§ DATA EXCERPTS:
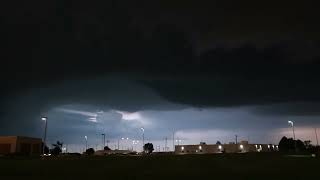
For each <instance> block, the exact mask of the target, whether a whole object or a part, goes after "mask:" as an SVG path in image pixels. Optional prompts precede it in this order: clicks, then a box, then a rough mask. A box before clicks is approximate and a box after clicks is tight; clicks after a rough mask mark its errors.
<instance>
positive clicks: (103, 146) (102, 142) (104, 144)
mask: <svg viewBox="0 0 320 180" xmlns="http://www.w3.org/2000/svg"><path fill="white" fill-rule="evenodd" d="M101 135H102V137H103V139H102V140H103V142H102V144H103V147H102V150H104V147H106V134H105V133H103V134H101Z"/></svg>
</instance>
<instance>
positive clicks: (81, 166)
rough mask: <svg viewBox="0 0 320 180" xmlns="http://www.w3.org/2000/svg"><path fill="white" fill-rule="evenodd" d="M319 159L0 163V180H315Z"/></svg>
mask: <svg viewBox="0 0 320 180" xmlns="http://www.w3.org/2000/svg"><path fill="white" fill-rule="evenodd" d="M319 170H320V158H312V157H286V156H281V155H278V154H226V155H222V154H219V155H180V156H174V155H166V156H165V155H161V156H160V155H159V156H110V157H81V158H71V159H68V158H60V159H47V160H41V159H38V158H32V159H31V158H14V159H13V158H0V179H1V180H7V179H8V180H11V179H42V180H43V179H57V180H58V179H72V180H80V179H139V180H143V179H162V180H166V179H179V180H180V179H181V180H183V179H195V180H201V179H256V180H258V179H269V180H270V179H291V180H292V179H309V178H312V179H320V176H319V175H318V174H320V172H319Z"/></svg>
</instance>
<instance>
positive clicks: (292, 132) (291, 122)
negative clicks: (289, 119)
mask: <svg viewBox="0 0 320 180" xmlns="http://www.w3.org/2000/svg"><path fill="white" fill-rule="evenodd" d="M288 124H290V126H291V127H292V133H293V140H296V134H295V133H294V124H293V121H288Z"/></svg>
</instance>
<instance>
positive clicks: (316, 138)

§ ASSIGNMENT:
Using the material above, retype each entry exactly and omit the pictures.

§ SOLVED PROBLEM:
For each <instance> block, the exact mask of the target, whether a whole object or a part, goes after "mask:" as an SVG path in image pixels. Optional prompts precede it in this order: clicks, then a box, then a rough mask. A box before clicks is approximate and a box after clicks is tight; clicks after a rough mask mark its errors.
<instance>
positive clicks: (103, 146) (102, 142) (104, 144)
mask: <svg viewBox="0 0 320 180" xmlns="http://www.w3.org/2000/svg"><path fill="white" fill-rule="evenodd" d="M101 135H102V137H103V139H102V140H103V142H102V144H103V147H102V150H104V147H106V134H105V133H103V134H101Z"/></svg>
</instance>
<instance>
positive clicks: (81, 166)
rough mask: <svg viewBox="0 0 320 180" xmlns="http://www.w3.org/2000/svg"><path fill="white" fill-rule="evenodd" d="M319 159L0 163V180H315Z"/></svg>
mask: <svg viewBox="0 0 320 180" xmlns="http://www.w3.org/2000/svg"><path fill="white" fill-rule="evenodd" d="M319 170H320V158H312V157H286V156H281V155H278V154H226V155H222V154H219V155H180V156H174V155H166V156H165V155H161V156H160V155H159V156H110V157H81V158H71V159H68V158H60V159H47V160H41V159H38V158H32V159H31V158H14V159H13V158H0V179H1V180H7V179H8V180H11V179H42V180H43V179H57V180H58V179H72V180H80V179H139V180H143V179H162V180H166V179H179V180H180V179H181V180H183V179H195V180H201V179H256V180H258V179H269V180H270V179H291V180H292V179H309V178H312V179H320V176H319V175H318V174H320V172H319Z"/></svg>
</instance>
<instance>
positive clicks: (292, 132) (291, 122)
negative clicks: (289, 119)
mask: <svg viewBox="0 0 320 180" xmlns="http://www.w3.org/2000/svg"><path fill="white" fill-rule="evenodd" d="M288 124H290V126H291V127H292V133H293V140H296V134H295V133H294V124H293V121H288Z"/></svg>
</instance>
<instance>
positive clicks: (316, 138)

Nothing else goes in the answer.